By the end of the debate, I felt I had learnt very little. I imagine most of America came to the same conclusion.

It was certainly a lively affair, with much whooping and hollering from the audience. Indeed, I don’t recall any point made by any of the candidates which did not receive prolonged applause. It had the feel of a Communist rally, with no happy unit of socialism daring to stop clapping first, for fear of death.

There were five candidates in attendance on the night. Only two have chance of winning. Hillary Clinton is still by far the favourite, despite not winning the debate by any measure. Closing in behind her is Bernie Sanders, the darling of social media, and a self-confessed ‘democratic socialist’, who most certainly did win the debate (at least according to every media and internet outlet covering the event).

Sanders is admittedly a very good speaker, with a much deeper voice than his appearance would suggest. In the debate, we discovered that he has a liking for the socialism prevalent in Scandinavia. Given the well-established norms of American politics, this was a very brave (even if also foolish) thing to endorse. Clinton never went so far, and we can presume that she never will.

The debate was hosted by CNN (a reliably ‘liberal’ – i.e. Leftist – news network), and the candidates did not receive any difficult interrogations from the chair. As Jonah Goldberg (author of the splendid ‘Liberal Fascism’) noted “Anderson Cooper and his colleagues… didn’t only lob softballs at the Democrats in Las Vegas; they made little to no effort to highlight the fact that on many social issues, the Democratic Party is often more out of the mainstream than the Republicans are. Why? Because the Democrats don’t seem out of the mainstream — to the mainstream media.”

Still, as I say, it remains to be seen if any of these debates matter to the Democratic Party. As well as Sanders performed, a Clinton ticket would seem to be written in the stars.

Who can beat her? That’s the only question still worth asking. Ted Cruz might be up to the task. Marco Rubio would stand a chance. Ben Carson could (maybe). But out of all the Republican front-runners, only one can be counted on to win and deliver the goods upon winning, and that is Donald Trump. Call me crazy. Call me rash. But an increasing number of people agree with me.

▶ List of tasks
(1) In the commentary on the Democratic debate, which news network hosted the debate?
(2) Copy the commentary on the Democratic debate word for word from "Still, as I" up to and including "agree with me.".

▶ Dataset excerpts
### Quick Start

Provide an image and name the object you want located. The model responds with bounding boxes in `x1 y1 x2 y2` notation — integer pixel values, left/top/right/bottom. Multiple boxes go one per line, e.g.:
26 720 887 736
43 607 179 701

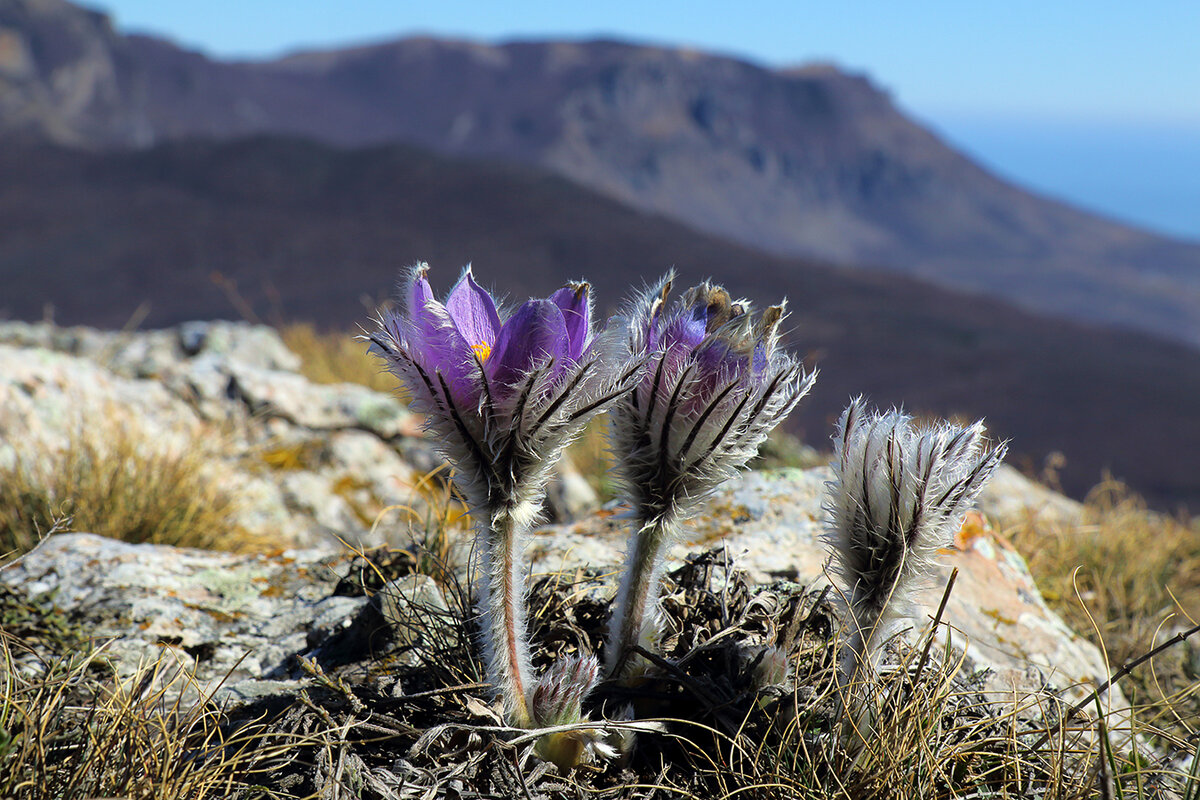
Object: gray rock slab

▶ Responses
(1) CNN

(2)
Still, as I say, it remains to be seen if any of these debates matter to the Democratic Party. As well as Sanders performed, a Clinton ticket would seem to be written in the stars.

Who can beat her? That’s the only question still worth asking. Ted Cruz might be up to the task. Marco Rubio would stand a chance. Ben Carson could (maybe). But out of all the Republican front-runners, only one can be counted on to win and deliver the goods upon winning, and that is Donald Trump. Call me crazy. Call me rash. But an increasing number of people agree with me.